_WHAT TO PRODUCE_. Copy the lines below verbatim, but only from the line containing "For every instance of the man's" through the end of the data.
———
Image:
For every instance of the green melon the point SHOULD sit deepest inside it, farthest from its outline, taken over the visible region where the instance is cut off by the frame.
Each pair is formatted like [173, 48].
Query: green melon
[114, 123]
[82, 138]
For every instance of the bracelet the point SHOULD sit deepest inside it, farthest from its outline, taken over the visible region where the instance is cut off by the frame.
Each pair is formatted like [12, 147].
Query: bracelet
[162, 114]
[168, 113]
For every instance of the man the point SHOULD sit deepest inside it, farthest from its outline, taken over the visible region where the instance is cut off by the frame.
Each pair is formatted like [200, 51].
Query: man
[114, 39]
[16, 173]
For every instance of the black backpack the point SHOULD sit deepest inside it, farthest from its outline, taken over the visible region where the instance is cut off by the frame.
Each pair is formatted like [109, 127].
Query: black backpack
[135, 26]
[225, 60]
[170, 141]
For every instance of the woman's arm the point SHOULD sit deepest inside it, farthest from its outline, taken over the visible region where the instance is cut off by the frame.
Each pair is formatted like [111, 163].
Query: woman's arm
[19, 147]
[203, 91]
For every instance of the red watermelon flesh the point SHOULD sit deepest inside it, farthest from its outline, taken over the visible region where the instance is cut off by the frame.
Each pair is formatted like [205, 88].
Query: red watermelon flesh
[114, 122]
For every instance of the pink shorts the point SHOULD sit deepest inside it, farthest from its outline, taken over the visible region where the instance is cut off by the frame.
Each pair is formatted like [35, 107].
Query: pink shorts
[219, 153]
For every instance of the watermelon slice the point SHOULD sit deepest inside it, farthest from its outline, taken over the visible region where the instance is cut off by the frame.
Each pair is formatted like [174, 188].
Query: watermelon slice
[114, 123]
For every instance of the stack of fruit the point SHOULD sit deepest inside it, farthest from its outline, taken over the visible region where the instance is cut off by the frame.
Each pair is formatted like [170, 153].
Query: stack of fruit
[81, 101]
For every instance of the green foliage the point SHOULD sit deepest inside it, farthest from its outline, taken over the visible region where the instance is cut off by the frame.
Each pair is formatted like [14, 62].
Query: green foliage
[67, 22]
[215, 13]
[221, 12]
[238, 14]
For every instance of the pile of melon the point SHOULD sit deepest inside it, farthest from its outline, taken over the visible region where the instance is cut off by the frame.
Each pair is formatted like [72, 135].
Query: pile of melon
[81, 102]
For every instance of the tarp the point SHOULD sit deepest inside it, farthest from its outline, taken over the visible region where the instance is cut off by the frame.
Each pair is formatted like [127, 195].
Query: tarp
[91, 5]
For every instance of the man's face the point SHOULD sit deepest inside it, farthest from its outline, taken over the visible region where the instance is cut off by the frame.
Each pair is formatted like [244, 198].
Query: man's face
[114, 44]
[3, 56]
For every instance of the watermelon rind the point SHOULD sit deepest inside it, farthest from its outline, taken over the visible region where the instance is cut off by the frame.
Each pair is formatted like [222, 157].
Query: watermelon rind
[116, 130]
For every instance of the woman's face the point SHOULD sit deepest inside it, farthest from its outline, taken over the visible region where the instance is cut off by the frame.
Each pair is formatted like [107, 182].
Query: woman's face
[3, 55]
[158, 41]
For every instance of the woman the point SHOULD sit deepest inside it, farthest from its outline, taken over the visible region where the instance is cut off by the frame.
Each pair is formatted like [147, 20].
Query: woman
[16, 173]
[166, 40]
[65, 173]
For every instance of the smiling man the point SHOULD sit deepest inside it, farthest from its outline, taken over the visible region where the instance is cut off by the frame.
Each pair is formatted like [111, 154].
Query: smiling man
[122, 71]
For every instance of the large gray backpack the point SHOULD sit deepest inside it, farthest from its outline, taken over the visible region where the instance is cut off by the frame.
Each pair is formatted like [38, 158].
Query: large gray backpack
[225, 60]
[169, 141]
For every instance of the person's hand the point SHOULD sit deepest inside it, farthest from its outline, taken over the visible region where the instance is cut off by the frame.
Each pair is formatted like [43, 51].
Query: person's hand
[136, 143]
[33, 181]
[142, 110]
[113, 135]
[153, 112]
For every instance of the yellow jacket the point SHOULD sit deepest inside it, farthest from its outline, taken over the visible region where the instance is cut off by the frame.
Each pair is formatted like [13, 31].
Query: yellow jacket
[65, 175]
———
_REPLY TO THE EXERCISE_.
For every instance of the man's face the point SHOULD sit deepest inside it, farthest from its outline, taken over the visible region where the instance is cut off by the frame.
Each pair is formatted like [244, 198].
Query: man's face
[114, 44]
[3, 56]
For every instance of the watermelon rind the point SHOULD sit deepest inside it, farthest from its outline, taken over the visible region where the instance is cut off by the frame.
Each pair is formatted like [222, 157].
Query: watermelon rind
[116, 130]
For every instance of the woman's face the point SHOULD sit deepest inside it, farthest from its outline, taken over the visible region where the instance is cut off by the frame.
Each pair is formatted like [107, 182].
Query: woman's face
[3, 55]
[158, 41]
For every instance of the woman the point SHOULD sit deepest inside it, farthest from its outline, taken over the visible region where the instance is cut off by the frame.
Each pair is formatted like [147, 20].
Query: woman
[16, 173]
[166, 40]
[65, 173]
For every instance of the smiling man the point SHOULD sit deepest inside it, farthest from its outline, taken over the visible region where the instance is cut off by the frame.
Each pair is formatted like [111, 154].
Query: smiling man
[122, 71]
For every instance of the large gray backpack the point SHOULD sit deepest inside it, farthest from its outline, taken over the visible region where the instance is cut off by the frame.
Each pair is formatted like [38, 158].
Query: large gray backpack
[225, 60]
[169, 141]
For every instance of the person's hand the point SHOULD sit deepest inside it, farthest from its outline, taken over the visible region where the instance is cut off by the frame.
Each pair is formatted like [43, 51].
Query: person's hand
[136, 143]
[33, 181]
[142, 110]
[113, 135]
[153, 112]
For every instance of the yellow jacket the point SHOULD sit deepest inside it, farthest from its outline, taken over the visible region where the instance is cut off by the frame.
Each pair is formatted like [13, 31].
Query: yellow jacket
[65, 175]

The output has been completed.